Reading text →
▬▬▬▬▬▬▬▬▬▬
Faced with lawsuits from hundreds of people who say they were sexually abused by priests, the Roman Catholic Archdiocese of Boston fought back last year with legal tactics befitting any corporation under siege, at one point even trying to obtain the confidential notes of an accuser's therapist.

So the settlement reached yesterday between the Boston Archdiocese and 552 plaintiffs represents a remarkable turnaround. The archdiocese agreed not only to pay a record $85 million to compensate the victims and their families, but to meet demands that many plaintiffs had long pressed.

Among those, the archdiocese agreed that in addition to the $85 million, it would pay for as much mental health treatment as the plaintiffs say they need, with therapists chosen not by the church, as in the past, but by the plaintiffs.

For concessions like this, the settlement in Boston, where the scandal erupted 21 months ago, is a benchmark for leaders of other dioceses and religious orders.
▬▬▬▬▬▬▬▬▬▬
Information supplied →
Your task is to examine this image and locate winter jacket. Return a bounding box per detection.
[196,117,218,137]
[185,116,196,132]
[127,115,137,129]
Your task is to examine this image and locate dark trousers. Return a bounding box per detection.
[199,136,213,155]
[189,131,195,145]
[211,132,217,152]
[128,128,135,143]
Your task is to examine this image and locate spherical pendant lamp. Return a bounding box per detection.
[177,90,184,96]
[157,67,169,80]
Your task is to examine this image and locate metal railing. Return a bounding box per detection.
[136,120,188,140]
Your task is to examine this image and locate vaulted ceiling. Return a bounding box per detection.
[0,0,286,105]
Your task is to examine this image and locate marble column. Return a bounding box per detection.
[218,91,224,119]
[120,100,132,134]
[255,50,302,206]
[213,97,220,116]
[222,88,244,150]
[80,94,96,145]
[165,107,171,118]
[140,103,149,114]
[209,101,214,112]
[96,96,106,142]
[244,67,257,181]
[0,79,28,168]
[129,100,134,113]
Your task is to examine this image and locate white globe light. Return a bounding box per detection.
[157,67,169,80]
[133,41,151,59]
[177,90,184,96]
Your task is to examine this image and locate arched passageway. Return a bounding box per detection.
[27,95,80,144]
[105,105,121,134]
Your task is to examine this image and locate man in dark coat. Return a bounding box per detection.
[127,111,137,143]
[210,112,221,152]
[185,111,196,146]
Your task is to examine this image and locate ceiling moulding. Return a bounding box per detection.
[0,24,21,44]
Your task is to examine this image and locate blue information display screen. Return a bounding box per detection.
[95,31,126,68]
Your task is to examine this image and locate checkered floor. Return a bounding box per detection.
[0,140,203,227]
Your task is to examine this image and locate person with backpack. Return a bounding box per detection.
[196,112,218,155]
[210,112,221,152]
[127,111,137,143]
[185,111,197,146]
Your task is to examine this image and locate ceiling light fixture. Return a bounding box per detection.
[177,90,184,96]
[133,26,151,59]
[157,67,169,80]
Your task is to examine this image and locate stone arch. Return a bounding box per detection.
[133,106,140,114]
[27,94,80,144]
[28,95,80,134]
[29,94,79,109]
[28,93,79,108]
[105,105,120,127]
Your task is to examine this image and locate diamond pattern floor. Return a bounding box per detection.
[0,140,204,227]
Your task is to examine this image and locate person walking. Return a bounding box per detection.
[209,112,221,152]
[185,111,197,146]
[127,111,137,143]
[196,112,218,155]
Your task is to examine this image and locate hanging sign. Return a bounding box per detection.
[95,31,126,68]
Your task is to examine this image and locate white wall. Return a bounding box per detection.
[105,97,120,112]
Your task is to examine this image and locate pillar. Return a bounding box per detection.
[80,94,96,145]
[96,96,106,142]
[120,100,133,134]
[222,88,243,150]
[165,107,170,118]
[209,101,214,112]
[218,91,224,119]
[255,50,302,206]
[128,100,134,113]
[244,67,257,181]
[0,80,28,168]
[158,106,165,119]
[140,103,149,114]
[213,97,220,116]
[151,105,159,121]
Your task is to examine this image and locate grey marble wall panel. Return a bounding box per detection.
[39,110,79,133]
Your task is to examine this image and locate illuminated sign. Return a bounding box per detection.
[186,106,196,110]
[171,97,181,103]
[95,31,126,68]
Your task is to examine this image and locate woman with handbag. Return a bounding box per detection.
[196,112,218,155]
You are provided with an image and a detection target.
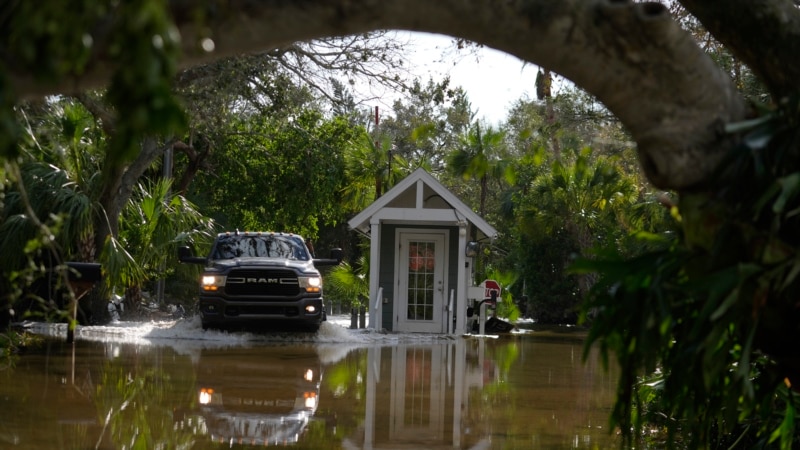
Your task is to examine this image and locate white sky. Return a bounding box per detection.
[410,33,538,125]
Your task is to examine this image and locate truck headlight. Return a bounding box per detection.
[297,277,322,293]
[200,275,225,291]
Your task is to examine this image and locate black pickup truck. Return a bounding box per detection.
[178,231,342,331]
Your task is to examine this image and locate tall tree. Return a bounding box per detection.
[0,0,800,448]
[447,122,513,216]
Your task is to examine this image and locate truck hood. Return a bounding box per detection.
[207,258,317,272]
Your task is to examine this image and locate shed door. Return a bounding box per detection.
[394,232,447,333]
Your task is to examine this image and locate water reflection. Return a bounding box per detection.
[0,326,617,449]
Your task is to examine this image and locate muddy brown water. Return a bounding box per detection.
[0,318,618,450]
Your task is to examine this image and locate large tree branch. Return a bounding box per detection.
[4,0,746,190]
[680,0,800,99]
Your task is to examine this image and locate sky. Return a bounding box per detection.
[410,33,538,125]
[360,31,538,125]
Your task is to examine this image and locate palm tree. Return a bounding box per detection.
[109,179,214,318]
[325,254,369,325]
[447,122,513,215]
[520,148,638,293]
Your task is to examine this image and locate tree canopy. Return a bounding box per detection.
[0,0,800,448]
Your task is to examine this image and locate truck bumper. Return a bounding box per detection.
[199,297,325,329]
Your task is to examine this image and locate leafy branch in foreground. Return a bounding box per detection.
[573,97,800,449]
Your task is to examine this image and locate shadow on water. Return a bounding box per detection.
[0,321,617,449]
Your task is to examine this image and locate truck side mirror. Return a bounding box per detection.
[178,246,206,264]
[331,248,344,264]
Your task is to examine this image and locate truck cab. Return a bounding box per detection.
[178,231,342,331]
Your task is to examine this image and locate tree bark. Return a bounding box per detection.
[0,0,764,190]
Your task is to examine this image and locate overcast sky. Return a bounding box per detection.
[412,33,538,124]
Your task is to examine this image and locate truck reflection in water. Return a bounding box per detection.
[191,346,322,446]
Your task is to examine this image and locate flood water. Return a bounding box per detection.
[0,320,618,450]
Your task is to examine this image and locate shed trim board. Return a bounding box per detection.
[348,169,497,334]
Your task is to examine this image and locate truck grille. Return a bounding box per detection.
[225,269,300,297]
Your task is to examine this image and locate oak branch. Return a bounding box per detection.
[4,0,780,190]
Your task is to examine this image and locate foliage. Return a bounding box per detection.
[379,79,472,172]
[188,110,363,239]
[515,148,638,322]
[578,101,800,449]
[325,254,369,307]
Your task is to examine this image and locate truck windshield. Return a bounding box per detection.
[211,234,309,261]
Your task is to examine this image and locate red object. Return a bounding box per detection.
[481,280,502,300]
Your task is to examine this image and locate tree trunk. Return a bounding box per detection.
[0,0,756,191]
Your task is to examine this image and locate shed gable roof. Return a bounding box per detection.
[347,169,497,238]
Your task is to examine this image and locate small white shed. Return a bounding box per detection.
[348,169,497,334]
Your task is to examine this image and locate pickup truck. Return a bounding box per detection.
[178,231,342,331]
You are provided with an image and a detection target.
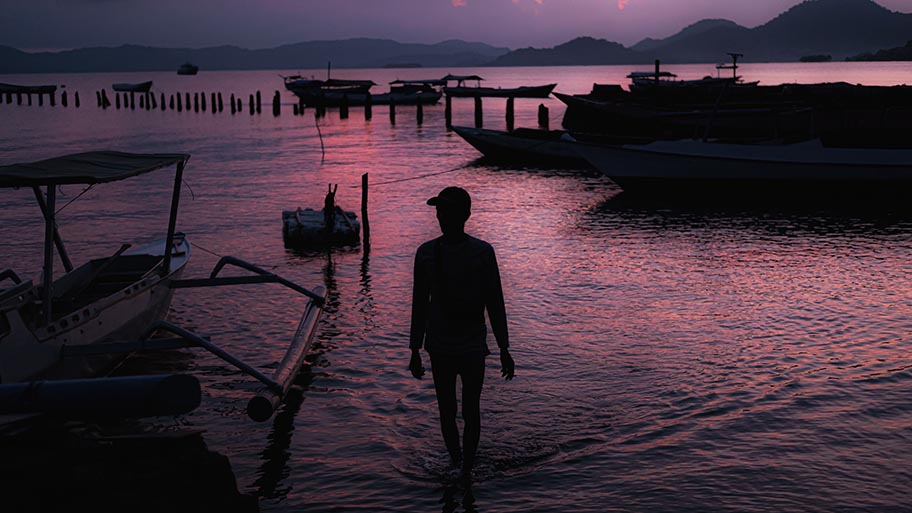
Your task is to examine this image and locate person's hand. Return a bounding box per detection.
[409,349,424,379]
[500,349,516,381]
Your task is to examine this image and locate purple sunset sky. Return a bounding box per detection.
[0,0,912,50]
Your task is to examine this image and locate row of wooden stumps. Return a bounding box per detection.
[10,89,550,131]
[0,91,79,107]
[95,89,279,116]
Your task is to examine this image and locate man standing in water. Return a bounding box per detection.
[409,187,514,484]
▬▬▬▬▬▬▬▬▬▬
Work order 1 → Condense the paragraph of the Boston settlement article that begins "So the settlement reached yesterday" into two or three bullet points that keep its main facts.
Work order 2 → Write a continuation of the Boston settlement article, beginning after its final sentence.
The items are separate material, unrelated to the article on the Boston Archdiocese settlement.

Written response 1 →
- The settlement between the Boston Archdiocese and 552 plaintiffs marks a remarkable turnaround.
- The archdiocese agreed to pay a record $85 million to the victims and their families.
- It also agreed to meet demands that many plaintiffs had long pressed.

Written response 2 →
"This is an important agreement," Bishop Wilton D. Gregory, president of the United States Conference of Catholic Bishops, said in a statement. "It demonstrates that the church is committed to working out just settlements which seek to meet, to the extent possible, the needs of people who have suffered terribly."

The agreement was reached only six weeks after Archbishop Sean P. O'Malley took over the leadership of the Boston Archdiocese. Some Catholic leaders said yesterday that the settlement could put pressure on other bishops and leaders of religious orders who have been paralyzed in legal standoffs in sexual abuse lawsuits in dioceses across the country.

"I believe it will give the others enough courage to go forward to put this ugliness behind them," said Ray H. Siegfried II, chairman of the Nordam Group, an aviation company, who is a member of the national lay review board appointed last year by the nation's bishops to investigate the causes of the crisis and monitor the church's response.

Francis J. Butler, president of Foundations and Donors Interested in Catholic Activities, a Washington-based group representing Catholic philanthropies, said of the settlement, "It has great potential for getting things unstuck."

Victims' advocates have already signaled an intent to use the settlement to pressure other bishops. On Wednesday, the Milwaukee chapter of the Survivors Network of Those Abused by Priests plans to hold a news conference in front of the chancery to compel Archbishop Timothy M. Dolan into entering into mediation with people who say they were victimized there.

All five dioceses in Wisconsin have been immune to lawsuits because of a state Supreme Court decision that barred civil suits against churches.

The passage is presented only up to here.